▶ _Directions for this task_
Starting with the first line, output the data exactly through to the end.

=== Dataset content ===

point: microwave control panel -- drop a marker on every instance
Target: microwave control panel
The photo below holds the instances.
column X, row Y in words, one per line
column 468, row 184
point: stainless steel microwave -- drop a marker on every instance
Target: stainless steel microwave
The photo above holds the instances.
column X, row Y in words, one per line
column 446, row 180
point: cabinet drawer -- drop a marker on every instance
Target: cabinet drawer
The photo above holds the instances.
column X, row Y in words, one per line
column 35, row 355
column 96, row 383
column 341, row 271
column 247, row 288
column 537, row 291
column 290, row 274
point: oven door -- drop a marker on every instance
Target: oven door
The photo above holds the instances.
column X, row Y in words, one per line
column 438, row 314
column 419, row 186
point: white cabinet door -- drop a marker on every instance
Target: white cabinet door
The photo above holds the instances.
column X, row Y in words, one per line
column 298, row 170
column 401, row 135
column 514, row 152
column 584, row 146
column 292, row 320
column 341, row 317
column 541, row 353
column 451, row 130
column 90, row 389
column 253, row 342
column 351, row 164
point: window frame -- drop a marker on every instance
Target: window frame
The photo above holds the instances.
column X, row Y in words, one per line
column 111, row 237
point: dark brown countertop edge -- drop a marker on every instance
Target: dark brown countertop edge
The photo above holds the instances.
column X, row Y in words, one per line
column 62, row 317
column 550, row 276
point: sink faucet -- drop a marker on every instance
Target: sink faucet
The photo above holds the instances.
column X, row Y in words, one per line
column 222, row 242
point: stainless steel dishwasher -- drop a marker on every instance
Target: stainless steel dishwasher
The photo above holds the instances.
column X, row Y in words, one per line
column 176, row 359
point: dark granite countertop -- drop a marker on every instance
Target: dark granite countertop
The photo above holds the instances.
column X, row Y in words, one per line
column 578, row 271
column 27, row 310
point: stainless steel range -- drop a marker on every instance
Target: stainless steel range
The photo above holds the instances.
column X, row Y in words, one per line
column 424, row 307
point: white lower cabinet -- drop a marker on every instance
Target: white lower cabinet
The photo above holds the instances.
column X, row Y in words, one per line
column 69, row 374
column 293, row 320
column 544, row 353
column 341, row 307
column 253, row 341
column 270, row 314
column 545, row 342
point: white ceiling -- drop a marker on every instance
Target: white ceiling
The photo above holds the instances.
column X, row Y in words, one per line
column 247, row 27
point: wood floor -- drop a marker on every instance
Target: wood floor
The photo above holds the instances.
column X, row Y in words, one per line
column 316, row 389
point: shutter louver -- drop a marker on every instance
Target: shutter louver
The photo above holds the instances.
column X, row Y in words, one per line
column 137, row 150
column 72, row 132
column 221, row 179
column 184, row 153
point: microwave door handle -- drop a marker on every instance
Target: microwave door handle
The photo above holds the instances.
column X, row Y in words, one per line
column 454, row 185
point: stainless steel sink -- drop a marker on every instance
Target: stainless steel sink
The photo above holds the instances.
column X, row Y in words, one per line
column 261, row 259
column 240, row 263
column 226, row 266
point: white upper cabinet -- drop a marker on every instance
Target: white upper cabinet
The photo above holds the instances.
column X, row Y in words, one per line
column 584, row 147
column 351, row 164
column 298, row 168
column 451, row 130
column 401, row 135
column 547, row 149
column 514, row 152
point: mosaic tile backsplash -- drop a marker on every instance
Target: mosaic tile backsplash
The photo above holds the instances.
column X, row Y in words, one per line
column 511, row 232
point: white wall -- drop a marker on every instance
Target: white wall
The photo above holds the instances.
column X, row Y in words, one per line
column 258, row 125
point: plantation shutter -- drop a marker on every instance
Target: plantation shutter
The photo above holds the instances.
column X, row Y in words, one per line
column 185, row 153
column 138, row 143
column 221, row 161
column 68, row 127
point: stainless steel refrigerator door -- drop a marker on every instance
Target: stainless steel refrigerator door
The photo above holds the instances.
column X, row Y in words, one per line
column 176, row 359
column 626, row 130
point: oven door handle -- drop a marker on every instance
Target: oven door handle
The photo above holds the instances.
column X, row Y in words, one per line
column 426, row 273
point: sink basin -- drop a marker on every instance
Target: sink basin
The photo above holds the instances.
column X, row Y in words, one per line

===

▶ _Your response_
point: microwave control panel -- drop a marker on every instance
Target: microwave control panel
The photo below holds the instances.
column X, row Y in words, one per line
column 468, row 184
point: stainless steel microwave -- drop a marker on every instance
Target: stainless steel microwave
The photo above holds the instances.
column X, row Y in words, one per line
column 446, row 180
point: cabinet drawer -- drop a marker on every instance
Target: cabinet drawer
The photo above holds the instances.
column X, row Y in words, one per line
column 35, row 355
column 96, row 383
column 341, row 271
column 247, row 288
column 537, row 291
column 290, row 274
point: oven door -- drop a marker on every instance
Target: oven door
The photo above holds the instances.
column X, row Y in words, one per line
column 438, row 314
column 419, row 186
point: white cabinet door -- drop a marker on every instance
Target: white cabinet door
The photo above holds the instances.
column X, row Y in words, one per line
column 298, row 170
column 401, row 135
column 514, row 152
column 584, row 146
column 292, row 320
column 341, row 317
column 541, row 353
column 451, row 130
column 90, row 389
column 253, row 342
column 351, row 164
point: window frame -- drop a marker on every instance
Target: window frame
The photo above holds the instances.
column X, row Y in words, one per line
column 111, row 237
point: dark brown countertop edge -- drop a marker on every instance
Target: dark brown countertop edge
The photo above holds the instances.
column X, row Y in words, one per line
column 62, row 317
column 550, row 276
point: sink faucet -- drop a marker on every instance
Target: sink faucet
The photo above holds the instances.
column X, row Y in words, one per line
column 222, row 242
point: stainless steel dishwasher -- drop a marker on every instance
Target: stainless steel dishwasher
The photo above holds the instances.
column X, row Y in words, one per line
column 176, row 359
point: dark granite countertop -- drop a marker on every instance
Target: dark granite countertop
The photo above holds the instances.
column X, row Y in words, one per line
column 578, row 271
column 27, row 310
point: stainless steel range -- drop a marker on every instance
Target: stainless steel range
The photo above holds the instances.
column X, row Y in words, one per line
column 424, row 307
point: white lower cabinet -- drop a marker on every instance
Target: white lower cabinet
The photo above holds the instances.
column X, row Y in words, one per line
column 69, row 374
column 293, row 320
column 544, row 353
column 341, row 307
column 253, row 341
column 270, row 314
column 545, row 342
point: white ceiling -- drop a marker on every instance
Target: white ceiling
The photo above holds the instances.
column X, row Y in words, one per line
column 247, row 27
point: wood floor -- drop a marker on every instance
Target: wood floor
The photo above holds the instances.
column X, row Y in words, one per line
column 316, row 389
point: shutter louver -- drop a marker on every instance
Target: shutter louver
The photo above holds the instances.
column X, row Y in words, one per line
column 137, row 150
column 72, row 132
column 221, row 179
column 184, row 153
point: microwave door handle -- drop a marker on every instance
Target: microwave door handle
The photo above holds the instances.
column X, row Y in words, one per line
column 454, row 185
point: stainless steel sink -- drop a marker on every instance
Target: stainless steel sink
The photo above holds the instances.
column X, row Y in words, one per line
column 261, row 259
column 240, row 263
column 226, row 266
point: white upper cabinet -- drop a marker on every instance
Target: white upper cabinet
The photo above holds the instances.
column X, row Y in words, one per line
column 584, row 147
column 351, row 164
column 298, row 168
column 451, row 130
column 401, row 135
column 547, row 149
column 514, row 152
point: mosaic tile backsplash -- drop a marker on every instance
Target: mosaic tile backsplash
The photo above holds the instances.
column X, row Y in words, one per line
column 511, row 232
point: white wall -- drop a marker on every instance
Target: white wall
The photo above holds the instances.
column X, row Y in words, one per line
column 258, row 125
point: plantation shutter -- drop a marker on every instance
Target: plantation shutter
The photo above holds the instances.
column X, row Y in words, one per line
column 185, row 153
column 138, row 143
column 221, row 161
column 68, row 127
point: stainless steel refrigerator door -- drop a marker on every instance
Target: stainless steel refrigerator door
The photo above holds the instances.
column X, row Y in words, one per line
column 176, row 359
column 626, row 130
point: oven door handle -- drop a marker on every instance
Target: oven door handle
The photo above holds the instances.
column X, row Y in words, one per line
column 426, row 273
point: sink basin -- drop a marker on every instance
Target: sink basin
The photo above holds the instances.
column X, row Y in words, one per line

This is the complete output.